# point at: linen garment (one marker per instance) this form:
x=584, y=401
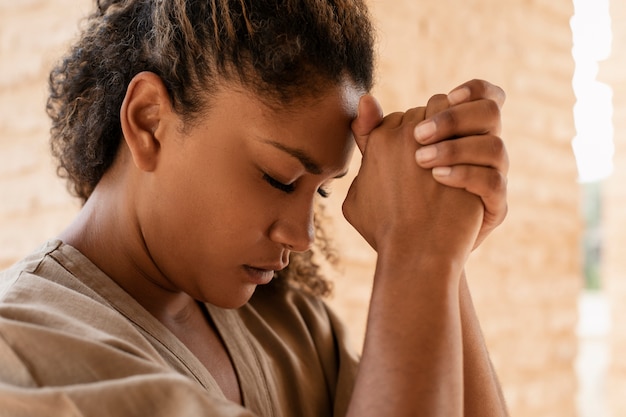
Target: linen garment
x=74, y=343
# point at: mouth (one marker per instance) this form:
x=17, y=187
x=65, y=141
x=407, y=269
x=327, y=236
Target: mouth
x=259, y=276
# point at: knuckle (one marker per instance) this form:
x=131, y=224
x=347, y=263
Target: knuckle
x=438, y=101
x=498, y=149
x=447, y=119
x=496, y=181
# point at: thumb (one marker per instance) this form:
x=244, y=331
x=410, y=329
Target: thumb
x=369, y=116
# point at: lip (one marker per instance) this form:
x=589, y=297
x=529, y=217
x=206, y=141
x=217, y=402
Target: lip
x=259, y=276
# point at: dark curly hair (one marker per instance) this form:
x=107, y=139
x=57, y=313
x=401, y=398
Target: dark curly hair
x=282, y=50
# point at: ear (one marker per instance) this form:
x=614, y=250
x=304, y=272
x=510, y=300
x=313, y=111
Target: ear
x=145, y=108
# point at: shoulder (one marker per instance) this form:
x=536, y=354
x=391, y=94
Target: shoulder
x=60, y=328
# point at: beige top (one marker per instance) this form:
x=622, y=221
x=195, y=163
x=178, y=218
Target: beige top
x=73, y=343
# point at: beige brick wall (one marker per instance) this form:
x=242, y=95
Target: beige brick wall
x=613, y=71
x=524, y=278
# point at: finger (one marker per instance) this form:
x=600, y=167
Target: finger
x=369, y=116
x=436, y=103
x=471, y=118
x=482, y=150
x=487, y=183
x=476, y=90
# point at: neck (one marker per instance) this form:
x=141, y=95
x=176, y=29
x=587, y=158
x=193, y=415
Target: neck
x=108, y=233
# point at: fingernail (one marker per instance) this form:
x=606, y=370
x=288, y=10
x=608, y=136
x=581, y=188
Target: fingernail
x=442, y=171
x=426, y=154
x=425, y=130
x=459, y=95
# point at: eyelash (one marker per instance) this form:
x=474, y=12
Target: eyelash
x=290, y=188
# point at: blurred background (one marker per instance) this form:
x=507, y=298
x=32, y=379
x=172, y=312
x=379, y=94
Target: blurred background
x=548, y=284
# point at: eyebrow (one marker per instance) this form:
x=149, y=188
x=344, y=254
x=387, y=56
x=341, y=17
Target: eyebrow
x=307, y=162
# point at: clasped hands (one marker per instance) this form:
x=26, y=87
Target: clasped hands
x=433, y=177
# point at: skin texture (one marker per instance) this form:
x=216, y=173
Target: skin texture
x=206, y=212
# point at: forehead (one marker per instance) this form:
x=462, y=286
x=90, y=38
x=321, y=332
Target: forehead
x=317, y=127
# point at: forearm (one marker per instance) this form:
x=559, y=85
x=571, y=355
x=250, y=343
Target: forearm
x=412, y=356
x=482, y=393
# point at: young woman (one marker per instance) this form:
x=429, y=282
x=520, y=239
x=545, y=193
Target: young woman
x=199, y=135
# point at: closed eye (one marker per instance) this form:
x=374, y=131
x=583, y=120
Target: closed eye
x=286, y=188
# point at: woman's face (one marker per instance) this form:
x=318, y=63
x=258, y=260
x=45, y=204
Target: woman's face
x=234, y=194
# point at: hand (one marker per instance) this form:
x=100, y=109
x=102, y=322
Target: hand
x=394, y=202
x=476, y=160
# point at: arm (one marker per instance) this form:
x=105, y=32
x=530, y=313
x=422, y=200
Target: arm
x=483, y=396
x=479, y=164
x=423, y=232
x=440, y=366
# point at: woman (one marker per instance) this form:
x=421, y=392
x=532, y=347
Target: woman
x=199, y=136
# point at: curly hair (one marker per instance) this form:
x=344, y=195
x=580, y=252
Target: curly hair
x=282, y=50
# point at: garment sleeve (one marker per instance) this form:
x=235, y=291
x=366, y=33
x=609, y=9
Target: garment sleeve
x=157, y=394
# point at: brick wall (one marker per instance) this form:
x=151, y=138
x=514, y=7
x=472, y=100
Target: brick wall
x=524, y=278
x=613, y=71
x=33, y=202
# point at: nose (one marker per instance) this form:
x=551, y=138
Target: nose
x=294, y=231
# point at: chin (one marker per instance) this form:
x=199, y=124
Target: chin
x=232, y=301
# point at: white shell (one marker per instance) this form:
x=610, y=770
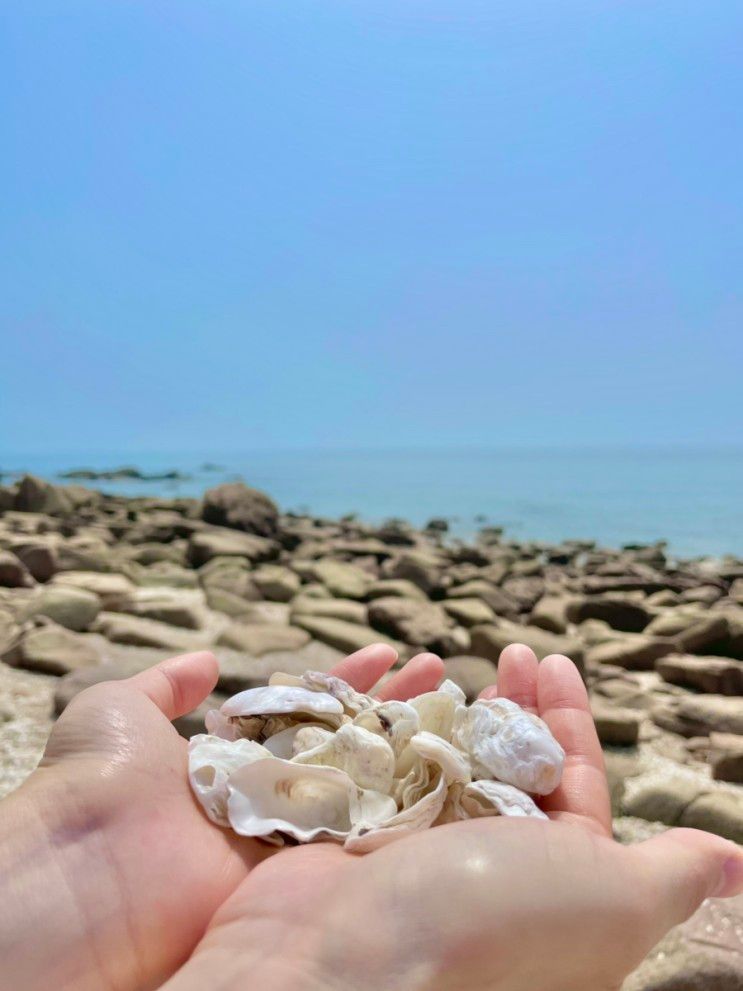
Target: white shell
x=211, y=760
x=303, y=801
x=366, y=758
x=511, y=745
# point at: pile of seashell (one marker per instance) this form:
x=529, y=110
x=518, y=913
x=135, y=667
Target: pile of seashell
x=313, y=759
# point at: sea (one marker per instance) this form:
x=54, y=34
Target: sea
x=691, y=498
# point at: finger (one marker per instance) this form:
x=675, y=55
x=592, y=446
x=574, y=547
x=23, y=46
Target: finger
x=517, y=676
x=363, y=669
x=679, y=869
x=421, y=674
x=562, y=702
x=178, y=685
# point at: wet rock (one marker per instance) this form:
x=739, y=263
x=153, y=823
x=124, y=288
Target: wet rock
x=717, y=675
x=488, y=641
x=239, y=507
x=205, y=546
x=347, y=609
x=636, y=652
x=13, y=572
x=615, y=725
x=56, y=650
x=468, y=612
x=344, y=636
x=260, y=638
x=422, y=624
x=700, y=715
x=73, y=608
x=718, y=812
x=275, y=582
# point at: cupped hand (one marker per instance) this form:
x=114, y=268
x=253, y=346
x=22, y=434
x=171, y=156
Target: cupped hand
x=507, y=904
x=140, y=868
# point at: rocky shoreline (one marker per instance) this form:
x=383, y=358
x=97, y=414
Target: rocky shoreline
x=94, y=586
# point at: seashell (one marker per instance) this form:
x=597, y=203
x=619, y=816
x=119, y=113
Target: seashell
x=365, y=757
x=304, y=801
x=317, y=681
x=366, y=837
x=260, y=713
x=507, y=743
x=396, y=721
x=436, y=712
x=211, y=760
x=448, y=687
x=484, y=798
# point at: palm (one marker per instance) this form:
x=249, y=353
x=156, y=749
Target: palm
x=126, y=765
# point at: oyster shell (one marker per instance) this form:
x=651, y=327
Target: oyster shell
x=505, y=742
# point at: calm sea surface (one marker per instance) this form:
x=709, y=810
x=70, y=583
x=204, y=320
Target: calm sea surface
x=691, y=498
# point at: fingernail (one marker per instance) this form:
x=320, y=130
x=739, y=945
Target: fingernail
x=731, y=878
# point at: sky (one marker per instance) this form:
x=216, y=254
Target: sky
x=286, y=224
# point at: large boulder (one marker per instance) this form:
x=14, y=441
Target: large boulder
x=34, y=495
x=73, y=608
x=239, y=507
x=718, y=675
x=261, y=638
x=488, y=641
x=13, y=572
x=220, y=542
x=422, y=624
x=55, y=650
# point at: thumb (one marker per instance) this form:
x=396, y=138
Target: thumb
x=681, y=868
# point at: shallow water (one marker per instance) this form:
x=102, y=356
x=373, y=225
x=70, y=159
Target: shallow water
x=692, y=498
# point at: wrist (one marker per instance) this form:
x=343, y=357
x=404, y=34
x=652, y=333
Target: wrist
x=56, y=911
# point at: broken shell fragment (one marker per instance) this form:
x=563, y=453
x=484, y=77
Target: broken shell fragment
x=310, y=758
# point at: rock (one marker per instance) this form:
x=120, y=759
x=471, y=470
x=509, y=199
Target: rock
x=173, y=606
x=73, y=608
x=13, y=572
x=660, y=797
x=499, y=601
x=239, y=507
x=422, y=624
x=472, y=674
x=55, y=650
x=614, y=725
x=488, y=641
x=700, y=715
x=726, y=757
x=204, y=546
x=702, y=634
x=347, y=609
x=238, y=672
x=718, y=675
x=550, y=613
x=344, y=636
x=468, y=612
x=260, y=638
x=38, y=556
x=393, y=586
x=421, y=568
x=634, y=651
x=718, y=812
x=111, y=589
x=139, y=632
x=275, y=582
x=620, y=613
x=346, y=581
x=34, y=495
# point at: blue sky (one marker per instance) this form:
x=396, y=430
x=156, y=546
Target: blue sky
x=299, y=224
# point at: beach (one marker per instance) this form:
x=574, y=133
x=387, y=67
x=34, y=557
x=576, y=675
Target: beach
x=98, y=584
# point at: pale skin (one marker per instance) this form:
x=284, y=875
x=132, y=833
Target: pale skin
x=107, y=855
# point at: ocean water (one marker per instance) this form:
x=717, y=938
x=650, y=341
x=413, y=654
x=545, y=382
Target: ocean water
x=691, y=498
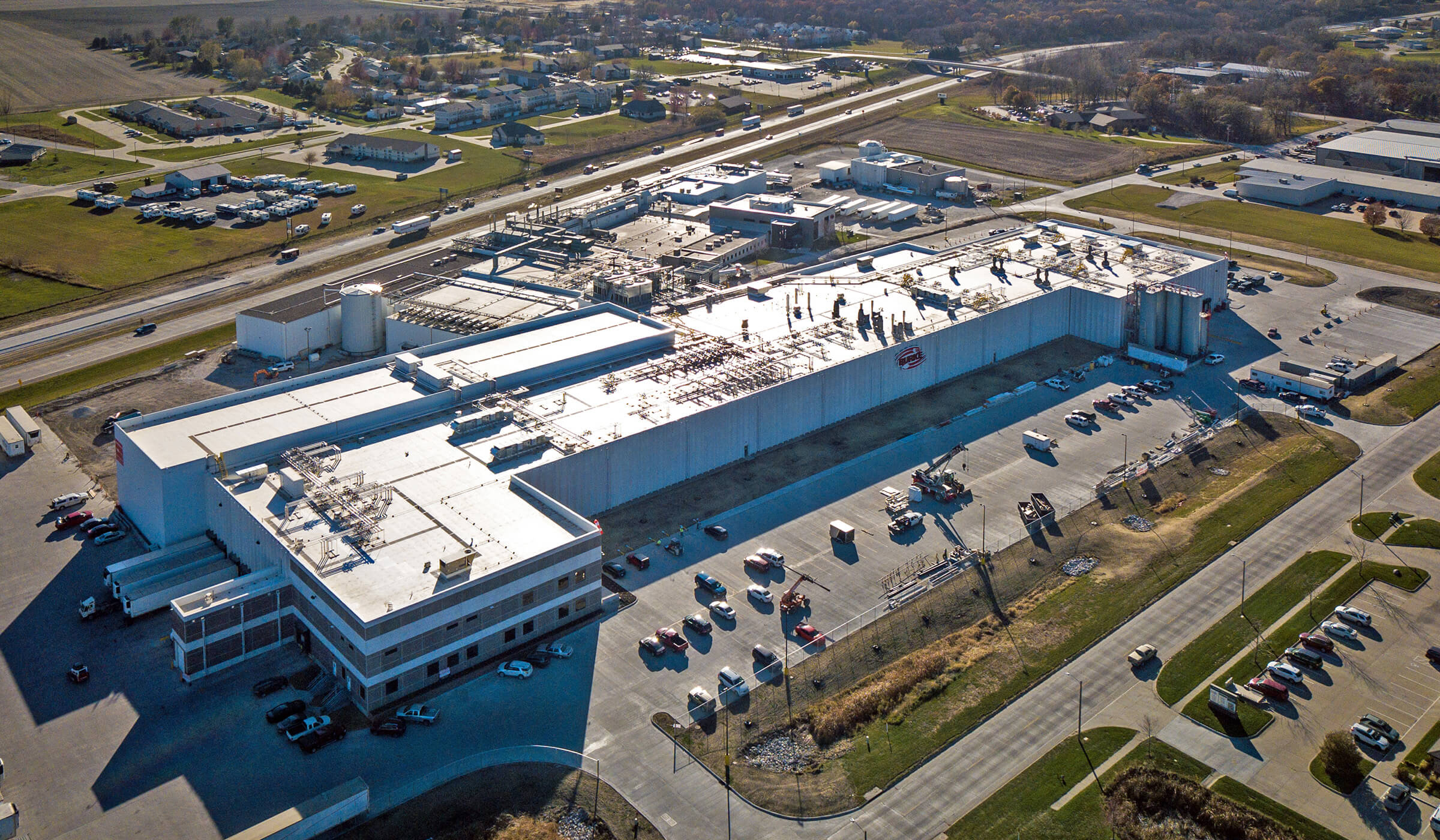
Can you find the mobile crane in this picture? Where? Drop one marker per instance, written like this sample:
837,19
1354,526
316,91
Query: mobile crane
791,600
938,482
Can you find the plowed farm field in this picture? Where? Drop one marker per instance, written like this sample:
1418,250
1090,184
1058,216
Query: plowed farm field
1053,157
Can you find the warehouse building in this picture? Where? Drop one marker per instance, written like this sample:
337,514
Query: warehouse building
1295,184
905,173
408,516
1393,153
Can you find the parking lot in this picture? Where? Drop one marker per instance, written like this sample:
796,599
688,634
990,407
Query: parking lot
1383,672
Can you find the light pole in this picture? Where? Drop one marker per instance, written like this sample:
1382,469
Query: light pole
1081,733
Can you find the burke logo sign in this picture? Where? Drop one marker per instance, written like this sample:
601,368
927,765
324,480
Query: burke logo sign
909,358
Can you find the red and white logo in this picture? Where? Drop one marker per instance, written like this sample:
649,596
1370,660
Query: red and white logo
909,358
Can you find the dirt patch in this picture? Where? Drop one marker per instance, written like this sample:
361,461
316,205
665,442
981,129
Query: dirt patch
1052,157
646,521
483,803
1416,300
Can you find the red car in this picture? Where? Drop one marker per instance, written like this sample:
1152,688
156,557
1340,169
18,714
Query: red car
73,519
808,633
1271,688
673,640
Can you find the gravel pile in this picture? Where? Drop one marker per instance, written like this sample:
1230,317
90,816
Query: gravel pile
1076,566
1136,523
577,826
779,752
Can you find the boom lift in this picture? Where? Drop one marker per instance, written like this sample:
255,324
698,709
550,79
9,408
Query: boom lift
791,600
938,482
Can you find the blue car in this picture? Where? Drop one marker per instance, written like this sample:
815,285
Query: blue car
710,583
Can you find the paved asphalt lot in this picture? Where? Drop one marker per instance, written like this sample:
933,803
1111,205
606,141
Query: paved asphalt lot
1383,672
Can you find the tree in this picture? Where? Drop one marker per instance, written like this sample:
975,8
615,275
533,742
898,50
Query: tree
1374,215
1430,227
1341,760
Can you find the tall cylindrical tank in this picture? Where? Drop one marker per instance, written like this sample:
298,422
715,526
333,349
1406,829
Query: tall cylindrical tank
1172,322
1190,342
362,319
1145,316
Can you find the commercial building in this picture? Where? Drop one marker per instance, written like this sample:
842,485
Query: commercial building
412,515
1394,153
775,73
788,223
372,148
199,178
877,167
1295,184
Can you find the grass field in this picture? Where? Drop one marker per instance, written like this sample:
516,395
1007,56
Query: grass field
42,391
1197,661
1373,523
1423,533
189,152
1217,172
1040,784
61,167
1300,823
1297,273
1427,478
52,128
1380,248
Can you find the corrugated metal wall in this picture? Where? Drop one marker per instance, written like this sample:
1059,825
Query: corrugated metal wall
610,475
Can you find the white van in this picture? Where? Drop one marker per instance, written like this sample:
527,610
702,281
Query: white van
68,500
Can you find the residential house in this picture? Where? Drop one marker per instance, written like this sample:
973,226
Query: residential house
594,98
524,80
516,134
608,71
371,148
644,110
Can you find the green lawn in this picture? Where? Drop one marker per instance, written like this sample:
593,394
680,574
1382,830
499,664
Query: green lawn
1084,817
1197,661
1423,533
1300,823
42,391
1249,719
1386,245
1040,784
192,152
1216,172
1373,523
1318,771
78,134
62,167
671,68
1427,476
1084,611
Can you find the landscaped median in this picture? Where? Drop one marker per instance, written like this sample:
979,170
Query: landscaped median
887,697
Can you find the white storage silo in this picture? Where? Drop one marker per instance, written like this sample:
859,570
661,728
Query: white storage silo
362,319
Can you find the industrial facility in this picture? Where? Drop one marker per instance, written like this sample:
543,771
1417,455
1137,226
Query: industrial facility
_ _ _ _
- What the task asks:
Repeat the listing from the line with "# point at: beach" to the line with "x=107, y=855", switching "pale skin" to "fair skin" and leaving everything else unchanged.

- Task response:
# point at: beach (one marker per instance) this form:
x=574, y=133
x=387, y=67
x=34, y=557
x=576, y=675
Target: beach
x=98, y=584
# point at: fair skin (one marker per instance) this form:
x=284, y=875
x=132, y=833
Target: fair skin
x=107, y=855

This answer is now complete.